Set problem
Reproduce each of the items below character for character, changing nothing.

Record list
● ● ● ● ●

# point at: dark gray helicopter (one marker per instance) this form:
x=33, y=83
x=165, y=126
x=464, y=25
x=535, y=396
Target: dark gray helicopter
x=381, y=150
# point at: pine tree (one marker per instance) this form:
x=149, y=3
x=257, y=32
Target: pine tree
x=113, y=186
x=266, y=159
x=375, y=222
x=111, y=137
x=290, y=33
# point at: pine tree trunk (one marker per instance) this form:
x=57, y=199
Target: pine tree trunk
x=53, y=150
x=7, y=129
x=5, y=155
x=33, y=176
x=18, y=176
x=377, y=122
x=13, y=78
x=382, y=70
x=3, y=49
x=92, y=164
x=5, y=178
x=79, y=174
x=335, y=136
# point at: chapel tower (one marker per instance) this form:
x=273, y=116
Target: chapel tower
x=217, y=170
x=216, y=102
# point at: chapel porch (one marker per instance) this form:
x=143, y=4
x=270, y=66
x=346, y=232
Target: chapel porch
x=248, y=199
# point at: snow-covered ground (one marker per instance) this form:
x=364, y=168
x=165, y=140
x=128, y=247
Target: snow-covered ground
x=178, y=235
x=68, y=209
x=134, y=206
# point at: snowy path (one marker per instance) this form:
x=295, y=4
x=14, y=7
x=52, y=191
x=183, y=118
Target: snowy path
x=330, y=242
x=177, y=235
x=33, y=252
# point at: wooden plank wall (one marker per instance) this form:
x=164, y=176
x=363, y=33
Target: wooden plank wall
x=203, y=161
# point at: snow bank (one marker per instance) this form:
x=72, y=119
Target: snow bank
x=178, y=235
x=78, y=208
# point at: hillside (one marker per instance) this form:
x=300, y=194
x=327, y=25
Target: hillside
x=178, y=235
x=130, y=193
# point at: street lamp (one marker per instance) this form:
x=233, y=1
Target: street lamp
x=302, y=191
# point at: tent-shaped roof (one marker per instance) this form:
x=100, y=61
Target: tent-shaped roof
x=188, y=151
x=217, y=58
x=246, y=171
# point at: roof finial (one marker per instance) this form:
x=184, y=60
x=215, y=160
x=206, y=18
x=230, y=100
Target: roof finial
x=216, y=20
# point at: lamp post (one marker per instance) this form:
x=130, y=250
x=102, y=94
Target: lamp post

● ● ● ● ●

Solved exercise
# point at: dark gray helicopter (one marker per instance) this form:
x=33, y=83
x=165, y=126
x=464, y=25
x=535, y=396
Target: dark gray helicopter
x=381, y=150
# point at: pine tree (one marker per instance) this form:
x=149, y=3
x=257, y=32
Target: pine tree
x=113, y=186
x=266, y=159
x=375, y=222
x=111, y=137
x=290, y=33
# point at: pine tree trunk (one marker per instance) this form:
x=57, y=199
Target: pine tree trunk
x=53, y=150
x=7, y=129
x=5, y=155
x=33, y=176
x=18, y=176
x=377, y=122
x=13, y=78
x=382, y=70
x=3, y=49
x=92, y=164
x=5, y=178
x=79, y=174
x=335, y=136
# point at: chapel tower (one marker per instance) this form:
x=273, y=116
Target: chapel tower
x=217, y=170
x=216, y=102
# point at: chapel porch (one marker per instance) this form:
x=143, y=4
x=270, y=66
x=346, y=232
Target: chapel porch
x=248, y=199
# point at: snow-covered ground (one marker per instance) this form:
x=364, y=168
x=165, y=140
x=128, y=247
Target: snow-covered ground
x=178, y=235
x=68, y=209
x=134, y=206
# point at: snowy path (one marker per instance) this form:
x=295, y=4
x=14, y=7
x=52, y=191
x=183, y=118
Target: snowy path
x=330, y=242
x=177, y=235
x=33, y=252
# point at: wooden plank wall (one marker per instance) this form:
x=164, y=176
x=363, y=33
Target: wooden plank wall
x=203, y=161
# point at: snow bank (one marker per instance) this form:
x=72, y=119
Target: snow bank
x=178, y=235
x=78, y=208
# point at: hillside (one marker per instance) this form:
x=300, y=194
x=327, y=25
Target: hillside
x=178, y=235
x=130, y=193
# point at: street lamp (one marker per instance) this form:
x=233, y=1
Target: street lamp
x=302, y=191
# point at: tent-shaped roof (one marker per instance) this form:
x=100, y=61
Target: tent-shaped roof
x=188, y=151
x=217, y=58
x=246, y=171
# point at: roof finial (one marker per instance) this form:
x=184, y=60
x=215, y=160
x=206, y=18
x=230, y=100
Target: roof finial
x=216, y=20
# point at: lamp post (one marker per instance) this form:
x=130, y=250
x=102, y=94
Target: lamp post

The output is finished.